» **Short task a**: Copy out the forum thread below in full, word for word.
╭─ Text shown
Ask HN: I never received $13200 a company claims to have paid. What do I do? - uhoh_throwaway

Help! What do you do if a company claims to have paid you, shows a screenshot of the transaction, and your own bank claims to have zero knowledge of the transfer?<p>This is a <i>very</i> reputable software company that claims to have paid me $13200 for my work in September, but my bank has no knowledge of any transfer. Meanwhile the other company&#x27;s bank says that the wire transfer was not rejected, so as far as they know this amount is in my account now. I need this money (it&#x27;s what I work for), is there anything I can do before getting a lawyer involved? I trust this company and I&#x27;ve already contacted my bank to verify that no transaction occurred.
======
patio11
The high-percentage cause is that the transfer was actually sent and it is
stuck in processing at your bank. This actually happens to a non-zero
percentage of transactions, and this is OK, because they get investigated and
recovered by CS teams. (Banks, surprisingly, aren't _actually_ ACID even
though everyone uses them as the canonical example of an ACID application.)

Escalate with your bank. You do not want to speak to Tier 1 telephone CS on
this. You want to speak to someone in their wires investigation department, or
to someone who can escalate a call to them. A very quick way to achieve this
is to go to the local branch, ask to see one of their business
representatives, and explain the situation then sit while they resolve things.
If they get the runaround, you ask for the branch manager, mention $10k+ is on
the line, and he escalates for you.

Another example is calling directly into the wire investigation group. Now
that you know it exists, you can probably figure out how to find it on Google.
╰─
╭─ Given records
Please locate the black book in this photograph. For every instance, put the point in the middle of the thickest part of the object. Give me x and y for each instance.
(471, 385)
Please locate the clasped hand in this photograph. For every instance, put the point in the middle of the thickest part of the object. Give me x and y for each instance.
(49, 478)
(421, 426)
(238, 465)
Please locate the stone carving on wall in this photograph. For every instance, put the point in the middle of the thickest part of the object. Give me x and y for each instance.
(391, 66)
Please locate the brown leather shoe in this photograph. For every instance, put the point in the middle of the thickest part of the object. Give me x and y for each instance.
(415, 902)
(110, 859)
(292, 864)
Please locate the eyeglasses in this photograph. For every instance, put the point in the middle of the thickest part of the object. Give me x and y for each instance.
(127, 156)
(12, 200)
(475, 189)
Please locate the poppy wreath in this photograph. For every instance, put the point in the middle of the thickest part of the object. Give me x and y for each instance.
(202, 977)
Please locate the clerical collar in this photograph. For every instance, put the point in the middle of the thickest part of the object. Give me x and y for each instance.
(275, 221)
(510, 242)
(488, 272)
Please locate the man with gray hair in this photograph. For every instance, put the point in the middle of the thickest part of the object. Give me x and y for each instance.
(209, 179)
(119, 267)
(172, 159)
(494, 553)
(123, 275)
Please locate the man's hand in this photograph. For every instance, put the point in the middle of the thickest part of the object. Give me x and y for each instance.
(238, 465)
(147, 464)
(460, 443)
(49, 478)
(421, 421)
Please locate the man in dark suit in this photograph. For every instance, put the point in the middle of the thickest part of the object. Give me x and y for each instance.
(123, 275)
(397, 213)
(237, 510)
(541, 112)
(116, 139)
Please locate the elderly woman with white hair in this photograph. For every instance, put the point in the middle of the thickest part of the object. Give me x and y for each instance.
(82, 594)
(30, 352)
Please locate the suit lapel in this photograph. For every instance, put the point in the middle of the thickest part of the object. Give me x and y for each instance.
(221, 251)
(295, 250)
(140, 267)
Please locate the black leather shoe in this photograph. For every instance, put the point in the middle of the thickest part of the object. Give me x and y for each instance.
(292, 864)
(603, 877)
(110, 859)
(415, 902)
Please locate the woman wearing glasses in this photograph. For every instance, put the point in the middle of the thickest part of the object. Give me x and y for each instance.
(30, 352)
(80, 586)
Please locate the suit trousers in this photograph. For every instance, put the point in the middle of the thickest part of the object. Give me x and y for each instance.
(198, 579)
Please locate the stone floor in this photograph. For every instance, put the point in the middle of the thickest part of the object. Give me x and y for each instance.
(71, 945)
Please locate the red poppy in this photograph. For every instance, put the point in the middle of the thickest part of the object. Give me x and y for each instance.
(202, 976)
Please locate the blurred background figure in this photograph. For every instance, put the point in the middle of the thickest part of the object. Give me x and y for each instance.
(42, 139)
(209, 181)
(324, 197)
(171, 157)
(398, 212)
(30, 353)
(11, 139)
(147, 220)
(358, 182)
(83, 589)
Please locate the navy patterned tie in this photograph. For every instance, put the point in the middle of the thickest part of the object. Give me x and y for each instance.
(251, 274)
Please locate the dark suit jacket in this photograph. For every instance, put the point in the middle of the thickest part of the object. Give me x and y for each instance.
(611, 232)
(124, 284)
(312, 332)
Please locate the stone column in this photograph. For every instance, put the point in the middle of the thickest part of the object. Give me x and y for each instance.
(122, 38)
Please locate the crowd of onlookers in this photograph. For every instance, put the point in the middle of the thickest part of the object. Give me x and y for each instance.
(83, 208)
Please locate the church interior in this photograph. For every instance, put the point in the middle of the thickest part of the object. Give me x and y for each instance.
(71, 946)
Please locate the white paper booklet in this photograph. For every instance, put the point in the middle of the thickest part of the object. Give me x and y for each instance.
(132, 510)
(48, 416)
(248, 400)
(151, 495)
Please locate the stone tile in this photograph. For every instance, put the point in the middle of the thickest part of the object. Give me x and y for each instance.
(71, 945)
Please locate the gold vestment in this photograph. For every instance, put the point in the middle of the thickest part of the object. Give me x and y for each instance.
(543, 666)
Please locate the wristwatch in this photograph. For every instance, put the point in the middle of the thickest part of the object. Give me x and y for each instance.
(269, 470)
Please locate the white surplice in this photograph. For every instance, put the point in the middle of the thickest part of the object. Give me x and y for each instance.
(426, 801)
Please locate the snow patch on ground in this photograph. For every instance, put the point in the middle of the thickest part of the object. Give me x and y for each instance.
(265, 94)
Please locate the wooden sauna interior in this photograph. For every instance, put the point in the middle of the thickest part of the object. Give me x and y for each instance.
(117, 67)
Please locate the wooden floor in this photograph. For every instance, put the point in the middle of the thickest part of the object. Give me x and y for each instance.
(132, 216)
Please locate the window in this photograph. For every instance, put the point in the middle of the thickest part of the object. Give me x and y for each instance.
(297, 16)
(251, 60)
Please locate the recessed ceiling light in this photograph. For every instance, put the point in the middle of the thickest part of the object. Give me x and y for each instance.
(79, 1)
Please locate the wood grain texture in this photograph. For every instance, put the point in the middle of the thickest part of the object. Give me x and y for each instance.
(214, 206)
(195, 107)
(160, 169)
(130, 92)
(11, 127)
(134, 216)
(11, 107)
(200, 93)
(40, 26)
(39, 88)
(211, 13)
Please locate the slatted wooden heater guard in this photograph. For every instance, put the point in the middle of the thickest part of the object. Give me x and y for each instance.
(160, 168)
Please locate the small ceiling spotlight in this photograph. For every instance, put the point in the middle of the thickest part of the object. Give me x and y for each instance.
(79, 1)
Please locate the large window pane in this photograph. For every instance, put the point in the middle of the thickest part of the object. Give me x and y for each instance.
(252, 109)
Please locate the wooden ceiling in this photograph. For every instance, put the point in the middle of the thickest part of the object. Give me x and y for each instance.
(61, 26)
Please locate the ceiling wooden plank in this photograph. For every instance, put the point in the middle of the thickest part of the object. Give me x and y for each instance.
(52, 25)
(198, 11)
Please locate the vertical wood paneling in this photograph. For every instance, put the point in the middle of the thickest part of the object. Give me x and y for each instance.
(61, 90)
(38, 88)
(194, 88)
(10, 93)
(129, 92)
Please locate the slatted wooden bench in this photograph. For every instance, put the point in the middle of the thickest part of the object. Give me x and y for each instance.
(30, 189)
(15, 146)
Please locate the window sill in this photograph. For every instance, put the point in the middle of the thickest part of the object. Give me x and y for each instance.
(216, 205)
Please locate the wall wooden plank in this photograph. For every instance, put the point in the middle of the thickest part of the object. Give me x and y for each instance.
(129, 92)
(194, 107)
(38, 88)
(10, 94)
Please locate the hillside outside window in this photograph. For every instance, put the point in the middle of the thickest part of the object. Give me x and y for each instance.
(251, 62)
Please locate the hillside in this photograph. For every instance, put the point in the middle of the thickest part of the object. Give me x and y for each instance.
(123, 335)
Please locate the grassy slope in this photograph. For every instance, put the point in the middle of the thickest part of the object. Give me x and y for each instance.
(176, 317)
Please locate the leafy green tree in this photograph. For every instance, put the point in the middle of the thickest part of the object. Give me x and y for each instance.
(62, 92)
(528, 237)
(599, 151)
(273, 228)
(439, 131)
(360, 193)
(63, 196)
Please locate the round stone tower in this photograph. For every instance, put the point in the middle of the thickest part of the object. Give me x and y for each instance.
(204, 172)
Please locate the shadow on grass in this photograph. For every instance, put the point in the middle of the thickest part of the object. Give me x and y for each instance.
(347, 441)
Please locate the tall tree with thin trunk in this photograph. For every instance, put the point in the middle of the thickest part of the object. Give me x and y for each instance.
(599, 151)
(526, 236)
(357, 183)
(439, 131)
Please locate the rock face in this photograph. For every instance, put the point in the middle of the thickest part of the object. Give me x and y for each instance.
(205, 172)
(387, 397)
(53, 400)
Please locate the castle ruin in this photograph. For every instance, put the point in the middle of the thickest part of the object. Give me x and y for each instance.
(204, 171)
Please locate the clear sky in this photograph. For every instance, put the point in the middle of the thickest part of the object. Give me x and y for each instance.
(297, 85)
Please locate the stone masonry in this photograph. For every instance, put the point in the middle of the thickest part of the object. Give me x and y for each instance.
╰─
» **Short task b**: Count how many lines in the rows above contain the string "tree", with case counting, and reply with the number alone.

» **Answer a**:
Ask HN: I never received $13200 a company claims to have paid. What do I do? - uhoh_throwaway

Help! What do you do if a company claims to have paid you, shows a screenshot of the transaction, and your own bank claims to have zero knowledge of the transfer?<p>This is a <i>very</i> reputable software company that claims to have paid me $13200 for my work in September, but my bank has no knowledge of any transfer. Meanwhile the other company&#x27;s bank says that the wire transfer was not rejected, so as far as they know this amount is in my account now. I need this money (it&#x27;s what I work for), is there anything I can do before getting a lawyer involved? I trust this company and I&#x27;ve already contacted my bank to verify that no transaction occurred.
======
patio11
The high-percentage cause is that the transfer was actually sent and it is
stuck in processing at your bank. This actually happens to a non-zero
percentage of transactions, and this is OK, because they get investigated and
recovered by CS teams. (Banks, surprisingly, aren't _actually_ ACID even
though everyone uses them as the canonical example of an ACID application.)

Escalate with your bank. You do not want to speak to Tier 1 telephone CS on
this. You want to speak to someone in their wires investigation department, or
to someone who can escalate a call to them. A very quick way to achieve this
is to go to the local branch, ask to see one of their business
representatives, and explain the situation then sit while they resolve things.
If they get the runaround, you ask for the branch manager, mention $10k+ is on
the line, and he escalates for you.

Another example is calling directly into the wire investigation group. Now
that you know it exists, you can probably figure out how to find it on Google.

» **Answer b**: 2